**** STUDY TEXT ****

Health Care and the Court

Obamacare, Day 2: Regulation or Tyranny?


The "Contemplation of Justice" statue sits in front of the Supreme Court building in Washington, D.C., U.S., on Monday, March 26, 2012.

Photograph by Andrew Harrer/Bloomberg

The "Contemplation of Justice" statue sits in front of the Supreme Court building in Washington, D.C., U.S., on Monday, March 26, 2012.

Any Supreme Court sophisticate worth her briefs will tell you that trying to predict where the justices are going based on oral arguments can lead to trouble. Sure, some members of the court will telegraph their views. Others take the opportunity to play law professor, bat the attorneys around the way a cat toys with a cornered mouse, or just show off.

So with that out of the way, let’s ignore the wisdom of the sages and speculate on what Tuesday morning’s two hours of back-and-forth on health reform portends.

Under the heading of No Big Surprise: The four Democrat-appointed members of the court—Stephen Breyer, Ruth Bader Ginsburg, Sonia Sotomayor, and Elena Kagan—showed no inclination via their questions and comments to strike down the Affordable Care Act based on the argument that Congress exceeded its constitutional authority “to regulate Commerce … among the several States.” These more liberal justices are not necessarily trying to do the president a favor; they simply believe that Congress possesses sweeping power under the Commerce Clause of the U.S. Constitution to shape and constrain the economy. According to this view, the requirement that all Americans buy health insurance or pay a penalty constitutes a legitimate regulation of an industry that accounts for 17 percent of the U.S. economy.

Twenty-six states disagree. They’ve challenged the 2010 law, saying that by forcing individuals to purchase insurance, Congress has gone a big step too far in bossing people around. From this perspective, it doesn’t matter that the act’s goal is to make sure that 32 million uncovered citizens get health coverage, so that everyone else does not, in effect, have to pick up their emergency room fees. The challengers see this as a matter of principle, a bright line Congress may not cross. And some of the more conservative members of the high court certainly seemed tempted this morning to tell Congress and President Barack Obama to back off, based on a report from Bloomberg News. (Full PDF transcript here.)

“The federal government is not supposed to be a government that has all powers,” Justice Antonin Scalia said early in the argument. “It’s supposed to be a government of limited powers.”

Justice Anthony Kennedy added that the insurance mandate tells people that they “must act.” That, Kennedy suggested, “changes the relationship of the government to the individual in a fundamental way.”

Sotomayor countered that the government can require people to buy insurance ahead of time “because you can’t buy it at the moment you need it.”

Wait a second, said Chief Justice John Roberts. “Can the government require you to buy a cell phone” because someone may need to call to report a fire or mugging?

The mandate forces young people, who may need little care, to subsidize medical treatment “that will be received by somebody else,” said Justice Samuel Alito.

Um, yeah, responded Ginsburg. “That’s how insurance works.” Later she added, “People who don’t participate in this market are making it more expensive for those who do.”

**** SUPPLIED INFORMATION ****

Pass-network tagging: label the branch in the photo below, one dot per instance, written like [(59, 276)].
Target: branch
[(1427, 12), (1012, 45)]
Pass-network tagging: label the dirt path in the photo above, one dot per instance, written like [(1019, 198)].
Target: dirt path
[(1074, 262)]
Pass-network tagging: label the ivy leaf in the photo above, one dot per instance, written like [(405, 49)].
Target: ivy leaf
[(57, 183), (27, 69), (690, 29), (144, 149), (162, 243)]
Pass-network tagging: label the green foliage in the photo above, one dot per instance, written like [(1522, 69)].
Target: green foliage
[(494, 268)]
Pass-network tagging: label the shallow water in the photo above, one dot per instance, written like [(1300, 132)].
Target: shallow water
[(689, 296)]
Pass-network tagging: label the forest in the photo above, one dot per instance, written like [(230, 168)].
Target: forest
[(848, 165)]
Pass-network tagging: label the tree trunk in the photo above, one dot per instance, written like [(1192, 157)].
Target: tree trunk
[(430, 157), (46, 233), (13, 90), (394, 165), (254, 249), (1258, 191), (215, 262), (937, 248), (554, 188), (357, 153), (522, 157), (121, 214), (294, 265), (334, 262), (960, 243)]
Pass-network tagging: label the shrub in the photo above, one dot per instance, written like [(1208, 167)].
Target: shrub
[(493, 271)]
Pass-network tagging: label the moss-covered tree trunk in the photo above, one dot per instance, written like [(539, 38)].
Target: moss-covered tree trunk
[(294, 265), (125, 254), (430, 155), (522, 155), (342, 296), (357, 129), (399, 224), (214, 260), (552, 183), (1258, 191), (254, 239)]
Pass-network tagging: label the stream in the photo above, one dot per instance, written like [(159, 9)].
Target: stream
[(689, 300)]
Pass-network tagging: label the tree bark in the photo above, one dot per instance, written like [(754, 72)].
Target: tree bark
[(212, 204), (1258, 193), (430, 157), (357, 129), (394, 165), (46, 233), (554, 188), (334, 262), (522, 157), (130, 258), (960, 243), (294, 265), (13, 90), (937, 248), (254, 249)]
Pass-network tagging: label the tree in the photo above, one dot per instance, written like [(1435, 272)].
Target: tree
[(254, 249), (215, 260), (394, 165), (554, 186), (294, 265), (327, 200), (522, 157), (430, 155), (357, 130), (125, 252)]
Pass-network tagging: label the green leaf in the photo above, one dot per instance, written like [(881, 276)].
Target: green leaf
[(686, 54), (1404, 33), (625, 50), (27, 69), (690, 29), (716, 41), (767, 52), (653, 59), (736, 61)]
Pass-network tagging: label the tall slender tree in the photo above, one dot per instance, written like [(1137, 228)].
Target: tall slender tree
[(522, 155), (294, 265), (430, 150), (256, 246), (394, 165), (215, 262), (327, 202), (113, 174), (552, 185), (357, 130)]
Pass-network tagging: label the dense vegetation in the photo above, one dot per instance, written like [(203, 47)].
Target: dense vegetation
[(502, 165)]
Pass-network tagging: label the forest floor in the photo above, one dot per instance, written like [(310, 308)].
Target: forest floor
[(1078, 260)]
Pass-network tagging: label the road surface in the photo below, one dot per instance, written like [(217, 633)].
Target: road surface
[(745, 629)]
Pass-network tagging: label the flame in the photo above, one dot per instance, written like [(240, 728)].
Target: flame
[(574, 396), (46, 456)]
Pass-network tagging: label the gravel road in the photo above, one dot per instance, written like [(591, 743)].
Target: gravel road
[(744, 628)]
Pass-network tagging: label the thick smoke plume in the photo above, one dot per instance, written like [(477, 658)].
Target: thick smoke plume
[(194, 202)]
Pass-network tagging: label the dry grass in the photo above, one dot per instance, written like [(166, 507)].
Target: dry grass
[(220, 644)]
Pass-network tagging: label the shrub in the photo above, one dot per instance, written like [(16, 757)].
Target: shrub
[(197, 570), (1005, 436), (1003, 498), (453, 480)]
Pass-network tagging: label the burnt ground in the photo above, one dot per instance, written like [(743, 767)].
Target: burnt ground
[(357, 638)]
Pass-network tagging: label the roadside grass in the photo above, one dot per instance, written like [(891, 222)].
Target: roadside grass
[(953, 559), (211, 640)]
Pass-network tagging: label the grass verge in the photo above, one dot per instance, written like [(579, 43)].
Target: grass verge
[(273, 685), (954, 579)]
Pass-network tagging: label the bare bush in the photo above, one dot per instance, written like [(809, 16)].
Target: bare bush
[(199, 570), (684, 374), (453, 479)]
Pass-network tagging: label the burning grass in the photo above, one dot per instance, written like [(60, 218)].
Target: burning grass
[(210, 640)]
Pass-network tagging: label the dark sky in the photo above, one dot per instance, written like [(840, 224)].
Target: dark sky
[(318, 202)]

****

* **HOW TO COMPLETE THIS TASK**: Reproduce the passage of the health care article from "Sotomayor countered that" up to and including "Justice Samuel Alito.".

* **TASK RESPONSE**:
Sotomayor countered that the government can require people to buy insurance ahead of time “because you can’t buy it at the moment you need it.”

Wait a second, said Chief Justice John Roberts. “Can the government require you to buy a cell phone” because someone may need to call to report a fire or mugging?

The mandate forces young people, who may need little care, to subsidize medical treatment “that will be received by somebody else,” said Justice Samuel Alito.